## HOW TO COMPLETE THIS TASK
Before copying, set the images aside; then transcribe every entry below exactly.

## DATA UNDER STUDY
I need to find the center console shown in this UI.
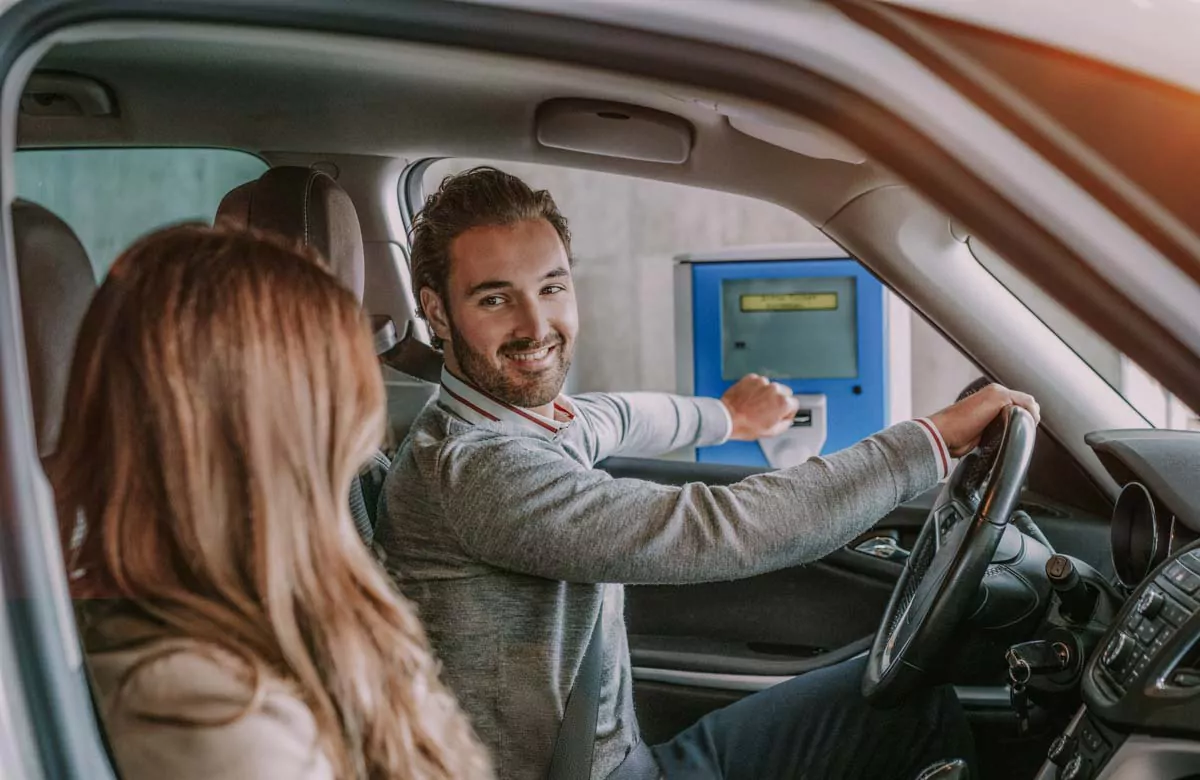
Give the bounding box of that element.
[1037,545,1200,779]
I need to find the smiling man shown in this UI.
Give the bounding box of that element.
[376,167,1039,780]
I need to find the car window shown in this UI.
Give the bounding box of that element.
[416,159,979,462]
[15,148,268,279]
[972,237,1197,431]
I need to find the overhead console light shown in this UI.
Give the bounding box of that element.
[721,104,867,164]
[535,98,694,164]
[21,71,117,118]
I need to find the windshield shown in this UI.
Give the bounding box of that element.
[971,239,1196,431]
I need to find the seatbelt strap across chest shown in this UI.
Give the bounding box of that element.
[547,592,605,780]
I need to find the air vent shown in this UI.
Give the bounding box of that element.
[535,99,693,164]
[21,72,116,118]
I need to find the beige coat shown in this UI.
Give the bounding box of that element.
[82,604,333,780]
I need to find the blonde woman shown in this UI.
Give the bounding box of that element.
[50,225,491,780]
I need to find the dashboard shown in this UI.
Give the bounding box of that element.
[1037,429,1200,779]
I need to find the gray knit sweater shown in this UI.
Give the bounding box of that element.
[375,389,939,780]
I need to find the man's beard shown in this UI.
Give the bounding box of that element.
[448,316,572,408]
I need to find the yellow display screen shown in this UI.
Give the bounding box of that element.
[740,292,838,312]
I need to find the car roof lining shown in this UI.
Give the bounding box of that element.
[19,23,894,228]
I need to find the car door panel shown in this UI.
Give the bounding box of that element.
[602,456,926,676]
[626,549,900,675]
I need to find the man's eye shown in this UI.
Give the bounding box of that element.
[542,285,567,295]
[480,295,505,307]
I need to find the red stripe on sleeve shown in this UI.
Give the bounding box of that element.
[915,418,949,478]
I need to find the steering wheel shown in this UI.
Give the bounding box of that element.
[862,402,1037,706]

## RESULT
I need to find the center console shown in this UI.
Give the bounding box of that element.
[1037,545,1200,779]
I need to find the smiling man shown in this UI.
Give the bounding box of that element.
[376,167,1039,780]
I need to find the car window shown in this UI.
Give the bounding box of that element.
[416,159,979,462]
[15,148,268,279]
[972,237,1197,431]
I need to find the overhead console light shown in this UI.
Give the bounding box of that element.
[721,104,867,164]
[535,98,694,164]
[21,71,117,118]
I need to find the windshield shown in this UI.
Give the bounding box of that element.
[971,239,1196,431]
I need to find the seatbelt strap across chest shown in this UI.
Give the bounding box of that element.
[547,592,605,780]
I need to find the air vent shown in this UI.
Give the bounding box of that element.
[535,99,693,164]
[21,72,116,118]
I need to find the beige coat shown in this UI.
Give the bounding box of that element.
[82,604,333,780]
I need to find the blonde woman shown in this UI.
Give the bounding box of that element.
[50,225,491,780]
I need to find the dashboard shown in this UI.
Give the bounding box of that element.
[1037,429,1200,779]
I need to find the gray knit sweater shown in this UI.
Give the bounding box of that element.
[375,389,939,780]
I need to find the man's beard shown in this UI.
Give the bounding box of that element.
[448,316,572,408]
I need to find the yellow display screen shown in this UI.
Give the bounding box of that element.
[740,292,838,312]
I need to find the car roof lining shown in this UI.
Give the bounding box of that element.
[19,23,894,228]
I need to find the car door panel shown in this UI.
Give the bounding box of that element.
[602,456,926,676]
[626,549,900,675]
I need to find the man's eye shown in this UI.
Give the bounding box of that element.
[542,285,567,295]
[480,295,505,307]
I need to find the red stripe on sleeve shown in this UI.
Give the bounding box of that element.
[915,418,949,478]
I need to find the steering wheel shown in this UI.
Give the bounding box of that element.
[862,402,1037,706]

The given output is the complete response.